Your answer should be the exact lines of the data below from the one containing "point: vacant lot" through the one containing "point: window |"; please include nothing else.
******************************
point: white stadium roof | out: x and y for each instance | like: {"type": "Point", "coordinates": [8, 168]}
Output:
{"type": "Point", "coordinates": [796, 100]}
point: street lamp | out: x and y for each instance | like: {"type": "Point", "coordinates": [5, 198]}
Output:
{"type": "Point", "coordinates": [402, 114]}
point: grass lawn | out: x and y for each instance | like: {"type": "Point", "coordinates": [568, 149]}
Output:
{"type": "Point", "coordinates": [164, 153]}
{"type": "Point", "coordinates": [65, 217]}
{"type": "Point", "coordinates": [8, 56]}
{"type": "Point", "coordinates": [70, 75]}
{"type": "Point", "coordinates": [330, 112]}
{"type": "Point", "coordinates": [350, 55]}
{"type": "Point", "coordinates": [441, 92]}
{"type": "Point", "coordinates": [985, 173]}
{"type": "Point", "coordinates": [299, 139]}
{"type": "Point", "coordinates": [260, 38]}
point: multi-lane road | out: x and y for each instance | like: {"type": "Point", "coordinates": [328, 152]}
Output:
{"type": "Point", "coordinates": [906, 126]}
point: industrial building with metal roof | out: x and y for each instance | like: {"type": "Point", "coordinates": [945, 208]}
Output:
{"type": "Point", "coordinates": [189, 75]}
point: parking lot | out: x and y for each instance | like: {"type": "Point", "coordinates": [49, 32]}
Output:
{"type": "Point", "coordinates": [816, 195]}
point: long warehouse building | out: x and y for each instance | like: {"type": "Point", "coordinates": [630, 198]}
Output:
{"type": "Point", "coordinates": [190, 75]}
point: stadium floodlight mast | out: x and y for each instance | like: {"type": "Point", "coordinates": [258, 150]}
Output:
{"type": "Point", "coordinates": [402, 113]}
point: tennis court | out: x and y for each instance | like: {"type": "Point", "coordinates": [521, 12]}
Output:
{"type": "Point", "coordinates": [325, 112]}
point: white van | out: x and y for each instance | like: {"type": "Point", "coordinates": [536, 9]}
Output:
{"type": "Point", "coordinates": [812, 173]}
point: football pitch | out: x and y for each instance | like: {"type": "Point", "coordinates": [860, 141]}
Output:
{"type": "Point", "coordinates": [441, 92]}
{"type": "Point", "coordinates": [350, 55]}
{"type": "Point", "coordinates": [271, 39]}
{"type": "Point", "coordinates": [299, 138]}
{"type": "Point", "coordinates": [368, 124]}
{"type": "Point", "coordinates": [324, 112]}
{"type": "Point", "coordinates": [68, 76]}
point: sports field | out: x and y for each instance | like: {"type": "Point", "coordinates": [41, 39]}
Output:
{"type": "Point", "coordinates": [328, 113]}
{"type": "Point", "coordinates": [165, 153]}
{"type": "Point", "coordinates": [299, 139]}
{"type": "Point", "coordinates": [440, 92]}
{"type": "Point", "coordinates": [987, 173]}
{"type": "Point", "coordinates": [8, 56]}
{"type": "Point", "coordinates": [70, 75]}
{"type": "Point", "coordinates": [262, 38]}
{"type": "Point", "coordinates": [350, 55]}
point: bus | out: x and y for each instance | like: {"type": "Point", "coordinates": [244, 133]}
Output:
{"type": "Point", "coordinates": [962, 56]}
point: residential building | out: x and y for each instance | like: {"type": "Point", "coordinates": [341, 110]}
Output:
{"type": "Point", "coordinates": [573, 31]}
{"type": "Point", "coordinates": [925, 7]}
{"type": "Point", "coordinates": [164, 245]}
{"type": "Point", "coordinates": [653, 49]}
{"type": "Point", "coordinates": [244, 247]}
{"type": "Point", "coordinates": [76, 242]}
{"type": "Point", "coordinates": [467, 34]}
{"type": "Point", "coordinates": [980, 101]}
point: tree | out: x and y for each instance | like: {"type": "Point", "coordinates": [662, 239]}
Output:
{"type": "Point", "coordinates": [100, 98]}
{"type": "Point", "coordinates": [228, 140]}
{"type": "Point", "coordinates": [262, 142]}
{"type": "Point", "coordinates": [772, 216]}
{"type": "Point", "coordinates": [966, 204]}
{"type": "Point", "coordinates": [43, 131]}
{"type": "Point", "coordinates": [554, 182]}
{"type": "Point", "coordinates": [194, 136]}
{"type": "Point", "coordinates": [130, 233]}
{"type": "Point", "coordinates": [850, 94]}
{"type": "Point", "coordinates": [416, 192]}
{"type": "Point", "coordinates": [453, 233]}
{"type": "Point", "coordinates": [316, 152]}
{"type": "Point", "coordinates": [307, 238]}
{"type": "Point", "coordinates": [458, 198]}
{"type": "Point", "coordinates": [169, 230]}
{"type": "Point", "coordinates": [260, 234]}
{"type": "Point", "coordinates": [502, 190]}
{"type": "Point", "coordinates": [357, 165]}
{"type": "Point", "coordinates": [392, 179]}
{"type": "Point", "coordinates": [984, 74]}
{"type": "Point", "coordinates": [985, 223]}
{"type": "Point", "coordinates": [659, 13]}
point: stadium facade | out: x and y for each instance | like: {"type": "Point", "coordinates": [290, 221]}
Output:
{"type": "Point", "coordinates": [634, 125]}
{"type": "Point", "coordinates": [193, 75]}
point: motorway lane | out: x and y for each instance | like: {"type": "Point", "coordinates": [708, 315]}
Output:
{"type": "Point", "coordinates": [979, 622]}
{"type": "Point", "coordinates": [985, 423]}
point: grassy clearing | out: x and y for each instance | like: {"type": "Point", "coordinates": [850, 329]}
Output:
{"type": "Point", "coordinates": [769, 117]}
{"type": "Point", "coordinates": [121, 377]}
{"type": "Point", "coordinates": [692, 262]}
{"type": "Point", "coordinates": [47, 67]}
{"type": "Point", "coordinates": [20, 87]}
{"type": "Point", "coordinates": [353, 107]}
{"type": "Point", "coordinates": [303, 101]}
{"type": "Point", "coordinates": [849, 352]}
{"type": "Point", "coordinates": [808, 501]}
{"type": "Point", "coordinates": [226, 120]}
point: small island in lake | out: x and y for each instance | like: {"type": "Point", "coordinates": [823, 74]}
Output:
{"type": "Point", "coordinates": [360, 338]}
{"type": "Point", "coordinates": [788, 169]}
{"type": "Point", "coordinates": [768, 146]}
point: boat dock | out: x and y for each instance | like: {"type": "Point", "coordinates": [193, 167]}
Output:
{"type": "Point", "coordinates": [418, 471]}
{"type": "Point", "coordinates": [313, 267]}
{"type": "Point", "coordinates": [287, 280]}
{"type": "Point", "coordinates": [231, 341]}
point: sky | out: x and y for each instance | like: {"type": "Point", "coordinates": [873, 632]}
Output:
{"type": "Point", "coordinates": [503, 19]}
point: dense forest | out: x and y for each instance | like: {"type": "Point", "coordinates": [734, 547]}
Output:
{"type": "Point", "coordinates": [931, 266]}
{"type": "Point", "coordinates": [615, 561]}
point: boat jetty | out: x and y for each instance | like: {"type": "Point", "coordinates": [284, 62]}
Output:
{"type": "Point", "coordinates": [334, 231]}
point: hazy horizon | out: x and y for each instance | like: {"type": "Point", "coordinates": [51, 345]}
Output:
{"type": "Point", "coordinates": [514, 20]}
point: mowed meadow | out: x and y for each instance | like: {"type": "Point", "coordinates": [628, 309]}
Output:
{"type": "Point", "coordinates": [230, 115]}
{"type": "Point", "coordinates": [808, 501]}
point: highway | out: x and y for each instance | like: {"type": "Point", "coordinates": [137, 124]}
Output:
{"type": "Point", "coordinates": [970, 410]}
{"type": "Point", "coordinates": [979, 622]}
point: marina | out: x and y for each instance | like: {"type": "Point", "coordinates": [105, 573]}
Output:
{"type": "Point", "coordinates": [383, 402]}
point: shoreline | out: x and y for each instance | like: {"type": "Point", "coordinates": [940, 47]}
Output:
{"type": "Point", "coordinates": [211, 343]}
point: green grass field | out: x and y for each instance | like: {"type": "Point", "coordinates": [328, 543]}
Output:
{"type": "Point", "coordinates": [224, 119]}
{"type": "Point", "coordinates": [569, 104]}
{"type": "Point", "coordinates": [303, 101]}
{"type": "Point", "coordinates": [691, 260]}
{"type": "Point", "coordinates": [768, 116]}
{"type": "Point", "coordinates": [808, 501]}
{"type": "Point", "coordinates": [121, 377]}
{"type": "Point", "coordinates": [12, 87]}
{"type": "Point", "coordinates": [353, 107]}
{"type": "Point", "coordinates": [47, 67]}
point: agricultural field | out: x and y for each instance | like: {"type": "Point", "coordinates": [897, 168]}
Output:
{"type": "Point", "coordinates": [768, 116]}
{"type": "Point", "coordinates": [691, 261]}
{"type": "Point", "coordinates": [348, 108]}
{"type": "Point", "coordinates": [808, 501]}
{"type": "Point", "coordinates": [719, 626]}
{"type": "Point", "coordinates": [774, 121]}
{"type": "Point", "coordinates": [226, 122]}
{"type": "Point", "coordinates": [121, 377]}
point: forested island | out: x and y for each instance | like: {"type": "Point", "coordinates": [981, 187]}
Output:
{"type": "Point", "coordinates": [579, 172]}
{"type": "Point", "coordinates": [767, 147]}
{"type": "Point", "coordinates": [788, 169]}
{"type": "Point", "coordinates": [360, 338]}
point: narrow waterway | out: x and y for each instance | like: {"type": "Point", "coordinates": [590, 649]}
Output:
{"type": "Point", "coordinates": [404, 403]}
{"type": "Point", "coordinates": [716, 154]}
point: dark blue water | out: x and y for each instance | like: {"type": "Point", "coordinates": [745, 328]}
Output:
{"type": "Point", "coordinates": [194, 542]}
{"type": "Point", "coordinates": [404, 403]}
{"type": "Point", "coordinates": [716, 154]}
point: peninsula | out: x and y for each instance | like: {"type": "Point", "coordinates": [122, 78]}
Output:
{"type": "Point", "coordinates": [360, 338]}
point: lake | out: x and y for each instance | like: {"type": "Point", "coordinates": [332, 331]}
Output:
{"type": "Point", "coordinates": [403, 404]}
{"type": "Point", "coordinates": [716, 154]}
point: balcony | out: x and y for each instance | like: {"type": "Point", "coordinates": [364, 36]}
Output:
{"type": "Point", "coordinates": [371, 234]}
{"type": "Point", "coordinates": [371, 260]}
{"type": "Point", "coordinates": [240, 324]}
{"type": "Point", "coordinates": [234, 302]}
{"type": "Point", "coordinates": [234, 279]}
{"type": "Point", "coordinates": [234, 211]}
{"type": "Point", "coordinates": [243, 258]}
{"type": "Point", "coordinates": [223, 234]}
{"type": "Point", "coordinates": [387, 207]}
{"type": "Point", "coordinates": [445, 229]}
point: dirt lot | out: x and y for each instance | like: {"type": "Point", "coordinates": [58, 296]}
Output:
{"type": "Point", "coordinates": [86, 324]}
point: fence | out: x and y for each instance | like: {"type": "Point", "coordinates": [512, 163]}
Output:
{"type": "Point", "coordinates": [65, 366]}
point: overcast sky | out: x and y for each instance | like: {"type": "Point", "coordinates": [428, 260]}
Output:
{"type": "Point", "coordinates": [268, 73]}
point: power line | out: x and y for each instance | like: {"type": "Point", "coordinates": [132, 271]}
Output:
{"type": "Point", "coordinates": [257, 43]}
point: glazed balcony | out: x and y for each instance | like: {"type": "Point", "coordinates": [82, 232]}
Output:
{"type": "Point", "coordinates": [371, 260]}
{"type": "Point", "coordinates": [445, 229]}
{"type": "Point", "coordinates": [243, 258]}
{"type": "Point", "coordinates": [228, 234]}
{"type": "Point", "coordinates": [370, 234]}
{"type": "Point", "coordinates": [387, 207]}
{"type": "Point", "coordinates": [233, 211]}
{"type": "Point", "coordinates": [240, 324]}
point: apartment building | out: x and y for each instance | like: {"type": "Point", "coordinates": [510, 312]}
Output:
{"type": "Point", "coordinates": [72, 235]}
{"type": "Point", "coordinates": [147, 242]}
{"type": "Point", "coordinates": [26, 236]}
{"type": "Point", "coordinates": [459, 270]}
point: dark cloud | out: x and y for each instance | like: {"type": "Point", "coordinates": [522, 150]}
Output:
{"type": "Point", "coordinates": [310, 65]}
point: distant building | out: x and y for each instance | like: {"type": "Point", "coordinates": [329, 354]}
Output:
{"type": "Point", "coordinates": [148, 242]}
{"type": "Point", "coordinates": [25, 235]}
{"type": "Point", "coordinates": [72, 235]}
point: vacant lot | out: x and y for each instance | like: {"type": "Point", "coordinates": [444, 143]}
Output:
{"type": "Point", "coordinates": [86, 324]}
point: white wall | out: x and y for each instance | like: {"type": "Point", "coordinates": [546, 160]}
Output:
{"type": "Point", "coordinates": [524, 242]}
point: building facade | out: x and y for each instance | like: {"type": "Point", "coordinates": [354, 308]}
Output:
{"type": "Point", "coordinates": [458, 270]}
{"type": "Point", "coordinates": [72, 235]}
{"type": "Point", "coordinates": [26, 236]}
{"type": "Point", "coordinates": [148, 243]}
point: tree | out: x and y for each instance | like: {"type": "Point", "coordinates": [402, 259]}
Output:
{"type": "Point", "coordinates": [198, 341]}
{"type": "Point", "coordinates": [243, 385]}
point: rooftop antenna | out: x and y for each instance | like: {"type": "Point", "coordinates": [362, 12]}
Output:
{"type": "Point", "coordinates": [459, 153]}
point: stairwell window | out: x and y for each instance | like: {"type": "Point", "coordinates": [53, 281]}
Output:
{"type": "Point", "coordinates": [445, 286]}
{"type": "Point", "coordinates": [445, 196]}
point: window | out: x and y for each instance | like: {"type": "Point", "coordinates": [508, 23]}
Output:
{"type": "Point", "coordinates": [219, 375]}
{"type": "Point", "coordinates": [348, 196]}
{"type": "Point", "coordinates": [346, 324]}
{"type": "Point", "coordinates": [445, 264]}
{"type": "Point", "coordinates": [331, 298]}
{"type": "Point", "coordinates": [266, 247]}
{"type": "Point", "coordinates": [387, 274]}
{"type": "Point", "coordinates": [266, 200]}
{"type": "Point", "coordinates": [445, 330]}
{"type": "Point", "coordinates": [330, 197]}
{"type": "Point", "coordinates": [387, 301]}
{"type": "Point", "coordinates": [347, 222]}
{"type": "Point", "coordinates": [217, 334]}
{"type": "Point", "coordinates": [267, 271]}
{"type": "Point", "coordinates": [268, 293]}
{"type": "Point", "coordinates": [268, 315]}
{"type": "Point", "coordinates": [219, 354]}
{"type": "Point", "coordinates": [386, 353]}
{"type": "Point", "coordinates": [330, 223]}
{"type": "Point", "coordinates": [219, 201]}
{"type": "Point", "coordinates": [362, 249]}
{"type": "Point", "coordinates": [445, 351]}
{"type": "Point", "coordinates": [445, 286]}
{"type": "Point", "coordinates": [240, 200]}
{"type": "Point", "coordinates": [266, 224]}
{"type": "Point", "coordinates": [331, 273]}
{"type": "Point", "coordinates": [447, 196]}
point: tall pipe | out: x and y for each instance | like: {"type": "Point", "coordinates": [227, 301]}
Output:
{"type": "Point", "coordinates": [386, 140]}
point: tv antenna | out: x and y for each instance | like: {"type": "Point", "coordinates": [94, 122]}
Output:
******************************
*ANSWER AREA*.
point: vacant lot | out: x and y for each instance | like: {"type": "Point", "coordinates": [444, 143]}
Output:
{"type": "Point", "coordinates": [86, 324]}
point: white wall | out: x and y for each instance | like: {"type": "Point", "coordinates": [546, 160]}
Output:
{"type": "Point", "coordinates": [524, 242]}
point: building facade | out: x and y for each instance | like: {"type": "Point", "coordinates": [354, 308]}
Output:
{"type": "Point", "coordinates": [458, 270]}
{"type": "Point", "coordinates": [72, 235]}
{"type": "Point", "coordinates": [26, 236]}
{"type": "Point", "coordinates": [148, 243]}
point: tree | out: x and y for each instance | like: {"type": "Point", "coordinates": [402, 259]}
Output:
{"type": "Point", "coordinates": [198, 341]}
{"type": "Point", "coordinates": [243, 385]}
point: rooftop antenna | out: x and y for each instance | like: {"type": "Point", "coordinates": [362, 12]}
Output:
{"type": "Point", "coordinates": [459, 153]}
point: stairwell window | out: x and y for each instance | like: {"type": "Point", "coordinates": [53, 281]}
Output:
{"type": "Point", "coordinates": [445, 286]}
{"type": "Point", "coordinates": [445, 196]}
point: window | out: x and y for each instance | like: {"type": "Point", "coordinates": [508, 23]}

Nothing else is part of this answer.